Starting at the first line, copy the data below through to the end, exactly.

#### Dataset entries ####

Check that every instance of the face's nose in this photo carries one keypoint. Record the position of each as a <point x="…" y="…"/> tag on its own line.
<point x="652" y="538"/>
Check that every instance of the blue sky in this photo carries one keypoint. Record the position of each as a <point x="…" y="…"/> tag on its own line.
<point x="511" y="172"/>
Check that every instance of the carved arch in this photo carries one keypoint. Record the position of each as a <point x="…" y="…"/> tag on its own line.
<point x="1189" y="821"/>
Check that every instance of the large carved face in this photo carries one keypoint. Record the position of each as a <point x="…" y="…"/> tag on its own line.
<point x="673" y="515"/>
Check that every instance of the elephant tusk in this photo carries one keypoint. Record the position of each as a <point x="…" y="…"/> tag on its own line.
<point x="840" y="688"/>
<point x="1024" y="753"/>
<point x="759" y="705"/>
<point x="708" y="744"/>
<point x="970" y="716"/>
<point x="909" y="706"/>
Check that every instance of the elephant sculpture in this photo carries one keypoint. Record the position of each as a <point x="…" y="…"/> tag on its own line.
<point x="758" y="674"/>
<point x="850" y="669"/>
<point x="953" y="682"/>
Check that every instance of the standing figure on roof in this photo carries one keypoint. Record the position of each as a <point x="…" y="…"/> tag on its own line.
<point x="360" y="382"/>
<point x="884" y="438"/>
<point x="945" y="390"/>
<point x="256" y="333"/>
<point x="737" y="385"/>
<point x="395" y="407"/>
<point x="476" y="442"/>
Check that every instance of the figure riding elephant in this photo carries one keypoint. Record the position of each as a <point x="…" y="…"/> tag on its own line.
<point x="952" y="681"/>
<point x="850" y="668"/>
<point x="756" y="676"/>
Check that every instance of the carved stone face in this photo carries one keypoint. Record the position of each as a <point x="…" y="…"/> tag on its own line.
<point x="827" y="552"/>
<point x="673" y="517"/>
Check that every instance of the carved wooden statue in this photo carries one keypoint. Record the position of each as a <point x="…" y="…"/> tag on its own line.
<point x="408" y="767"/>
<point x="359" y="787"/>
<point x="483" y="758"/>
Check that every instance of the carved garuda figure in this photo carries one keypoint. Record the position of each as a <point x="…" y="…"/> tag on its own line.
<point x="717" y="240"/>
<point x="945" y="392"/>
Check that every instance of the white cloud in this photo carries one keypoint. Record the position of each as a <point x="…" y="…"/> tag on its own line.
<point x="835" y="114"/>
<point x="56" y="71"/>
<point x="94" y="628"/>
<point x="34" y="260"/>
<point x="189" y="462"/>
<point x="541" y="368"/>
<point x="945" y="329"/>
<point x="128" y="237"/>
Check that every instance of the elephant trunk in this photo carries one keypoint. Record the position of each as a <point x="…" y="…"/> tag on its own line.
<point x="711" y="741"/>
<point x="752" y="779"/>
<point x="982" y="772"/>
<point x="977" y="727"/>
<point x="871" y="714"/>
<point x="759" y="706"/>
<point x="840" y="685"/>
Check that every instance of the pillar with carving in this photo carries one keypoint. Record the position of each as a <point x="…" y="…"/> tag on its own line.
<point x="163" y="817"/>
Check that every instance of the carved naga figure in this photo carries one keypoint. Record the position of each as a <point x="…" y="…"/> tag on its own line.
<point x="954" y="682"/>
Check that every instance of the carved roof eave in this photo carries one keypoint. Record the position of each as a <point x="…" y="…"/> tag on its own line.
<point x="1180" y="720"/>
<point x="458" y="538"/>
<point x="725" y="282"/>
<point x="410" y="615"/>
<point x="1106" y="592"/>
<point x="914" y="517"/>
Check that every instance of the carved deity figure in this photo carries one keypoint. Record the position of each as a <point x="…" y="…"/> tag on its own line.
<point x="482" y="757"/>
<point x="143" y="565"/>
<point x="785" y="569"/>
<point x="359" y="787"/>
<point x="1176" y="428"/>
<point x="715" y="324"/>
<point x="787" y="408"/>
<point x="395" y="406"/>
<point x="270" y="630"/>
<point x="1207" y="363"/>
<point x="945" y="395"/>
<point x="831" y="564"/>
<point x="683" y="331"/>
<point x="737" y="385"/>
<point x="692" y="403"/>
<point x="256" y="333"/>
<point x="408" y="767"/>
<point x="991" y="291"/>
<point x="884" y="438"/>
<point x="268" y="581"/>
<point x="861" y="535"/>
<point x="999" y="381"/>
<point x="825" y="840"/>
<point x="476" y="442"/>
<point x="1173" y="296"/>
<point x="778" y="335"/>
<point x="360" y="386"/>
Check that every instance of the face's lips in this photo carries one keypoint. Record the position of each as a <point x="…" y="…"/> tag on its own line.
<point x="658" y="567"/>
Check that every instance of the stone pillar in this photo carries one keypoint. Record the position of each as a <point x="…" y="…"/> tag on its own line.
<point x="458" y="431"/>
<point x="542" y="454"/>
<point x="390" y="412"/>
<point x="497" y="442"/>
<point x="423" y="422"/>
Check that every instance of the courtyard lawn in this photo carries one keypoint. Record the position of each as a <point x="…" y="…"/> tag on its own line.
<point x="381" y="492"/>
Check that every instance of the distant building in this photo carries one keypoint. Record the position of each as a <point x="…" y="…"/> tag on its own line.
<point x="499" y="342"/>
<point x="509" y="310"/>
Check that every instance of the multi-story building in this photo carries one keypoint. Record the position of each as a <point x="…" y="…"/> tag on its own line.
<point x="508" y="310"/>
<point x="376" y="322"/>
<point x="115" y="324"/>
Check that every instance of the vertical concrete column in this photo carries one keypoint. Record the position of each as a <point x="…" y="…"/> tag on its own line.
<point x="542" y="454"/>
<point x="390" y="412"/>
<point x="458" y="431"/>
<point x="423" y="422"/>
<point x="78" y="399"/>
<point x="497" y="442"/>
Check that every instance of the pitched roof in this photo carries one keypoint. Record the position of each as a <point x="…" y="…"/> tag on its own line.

####

**Reply:**
Check that every instance of the face's nose in this photo carries one keypoint. Record the position of each as a <point x="…" y="…"/> tag on its own line.
<point x="652" y="538"/>
Check that every instance of the blue sky in this photo carries one keypoint. Record the position of each as a <point x="…" y="…"/> tag on its own line.
<point x="511" y="172"/>
Check that every instance of the carved arch in this photo carries one keypoint. Record the position of each as a <point x="…" y="…"/> tag on its own line.
<point x="1189" y="821"/>
Check that every instance of the large carved face in this photo carries one keypoint. Record the position of each as a <point x="…" y="…"/> tag on its own line.
<point x="673" y="515"/>
Check that every instance of the elephant tusk in this photo carries one keypoint. Record the position of each as a <point x="…" y="…"/> tag on its own line.
<point x="840" y="688"/>
<point x="1024" y="753"/>
<point x="759" y="705"/>
<point x="708" y="744"/>
<point x="970" y="716"/>
<point x="909" y="706"/>
Check that every instance of the elephant sculpture in this photo carries one keypoint. Record the position of each as a <point x="…" y="…"/> tag on its own line.
<point x="758" y="674"/>
<point x="850" y="669"/>
<point x="953" y="682"/>
Check that every instance of the standing figure on roof in this photo carries one keypoint. Record the position of each as a <point x="…" y="…"/> tag on its own line.
<point x="360" y="382"/>
<point x="884" y="438"/>
<point x="945" y="390"/>
<point x="256" y="333"/>
<point x="737" y="385"/>
<point x="395" y="407"/>
<point x="476" y="442"/>
Check that every instance of the figure riding elephant in this photo carries one keypoint. Record the position of each as a <point x="…" y="…"/> tag on its own line.
<point x="952" y="681"/>
<point x="850" y="668"/>
<point x="756" y="676"/>
Check that every instance of the carved stone face in this photo carries one keypoint. Record the position of each as a <point x="…" y="…"/> tag on its own line.
<point x="827" y="552"/>
<point x="673" y="517"/>
Check that every instance of the carved wooden statue in this photo carries one keypoint. Record the position of each as a <point x="…" y="…"/> tag on its own line.
<point x="408" y="767"/>
<point x="359" y="787"/>
<point x="483" y="758"/>
Check that every instance of the carved garuda figure in this photo carries one keypoint. Record the position of each as a <point x="…" y="…"/> tag on its own line.
<point x="717" y="240"/>
<point x="945" y="392"/>
Check that every instance of the white cloud in this photo carries one keypoint. Record the position of each as a <point x="…" y="…"/> tag on its own line.
<point x="835" y="114"/>
<point x="56" y="71"/>
<point x="94" y="628"/>
<point x="34" y="260"/>
<point x="189" y="462"/>
<point x="541" y="368"/>
<point x="945" y="329"/>
<point x="128" y="237"/>
Check that every instance of the elephant trunk in this photo carries one keypoint. Record the position of each as a <point x="…" y="…"/> tag on its own line.
<point x="711" y="741"/>
<point x="752" y="779"/>
<point x="982" y="772"/>
<point x="977" y="727"/>
<point x="871" y="714"/>
<point x="759" y="706"/>
<point x="840" y="685"/>
Check that every instance of the pillar with carving in this photo carries one keypoint. Record the position of each as a <point x="…" y="…"/> tag on its own line.
<point x="163" y="817"/>
Check that every instance of the carved naga figure in this photo carries one keypoint. Record the position of each as a <point x="…" y="…"/> tag on its own line.
<point x="954" y="682"/>
Check that every instance of the carved roof eave in this photo carries one keypoint. Record the position of each as a <point x="…" y="…"/> tag on its own line.
<point x="1180" y="720"/>
<point x="458" y="538"/>
<point x="725" y="282"/>
<point x="410" y="615"/>
<point x="1106" y="592"/>
<point x="914" y="517"/>
Check that every instance of the carved deity figure in this photo carries one keypoint. Record the position of each as a <point x="…" y="…"/> tag on its own line.
<point x="482" y="757"/>
<point x="143" y="565"/>
<point x="785" y="569"/>
<point x="359" y="787"/>
<point x="1176" y="428"/>
<point x="715" y="324"/>
<point x="787" y="408"/>
<point x="395" y="406"/>
<point x="270" y="630"/>
<point x="1207" y="363"/>
<point x="945" y="395"/>
<point x="831" y="564"/>
<point x="683" y="331"/>
<point x="737" y="385"/>
<point x="692" y="403"/>
<point x="256" y="333"/>
<point x="408" y="767"/>
<point x="991" y="291"/>
<point x="884" y="438"/>
<point x="268" y="581"/>
<point x="861" y="535"/>
<point x="999" y="381"/>
<point x="825" y="840"/>
<point x="476" y="442"/>
<point x="1173" y="296"/>
<point x="778" y="335"/>
<point x="360" y="386"/>
Check that every instance of the face's lips in this photo carries one keypoint. Record the position of each as a <point x="…" y="…"/> tag on its own line.
<point x="658" y="567"/>
Check that every instance of the stone pillar in this photo carries one keypoint. Record the position of each as a <point x="…" y="…"/> tag on its own line.
<point x="458" y="431"/>
<point x="542" y="454"/>
<point x="390" y="412"/>
<point x="497" y="442"/>
<point x="423" y="422"/>
Check that every instance of the courtyard lawn in this photo carries one keypoint. Record the position of each as a <point x="…" y="…"/> tag on its own line.
<point x="381" y="492"/>
Check that every instance of the distant building in this photo carries one keypoint. Record the position of each as a <point x="…" y="…"/> tag on its own line.
<point x="499" y="342"/>
<point x="509" y="310"/>
Check that every instance of the multi-story building in this photo carries one keypoint. Record the position of each as a <point x="…" y="…"/> tag on its own line.
<point x="508" y="310"/>
<point x="376" y="322"/>
<point x="115" y="324"/>
Check that every instance of the vertical concrete column in this photo carries one keypoint. Record the position of each as a <point x="…" y="…"/> tag on its own line.
<point x="542" y="454"/>
<point x="390" y="412"/>
<point x="458" y="431"/>
<point x="423" y="422"/>
<point x="78" y="399"/>
<point x="497" y="442"/>
Check that every instance of the pitched roof in this photo carries one keypoint. Record the position of each as a <point x="…" y="…"/> tag on its own line.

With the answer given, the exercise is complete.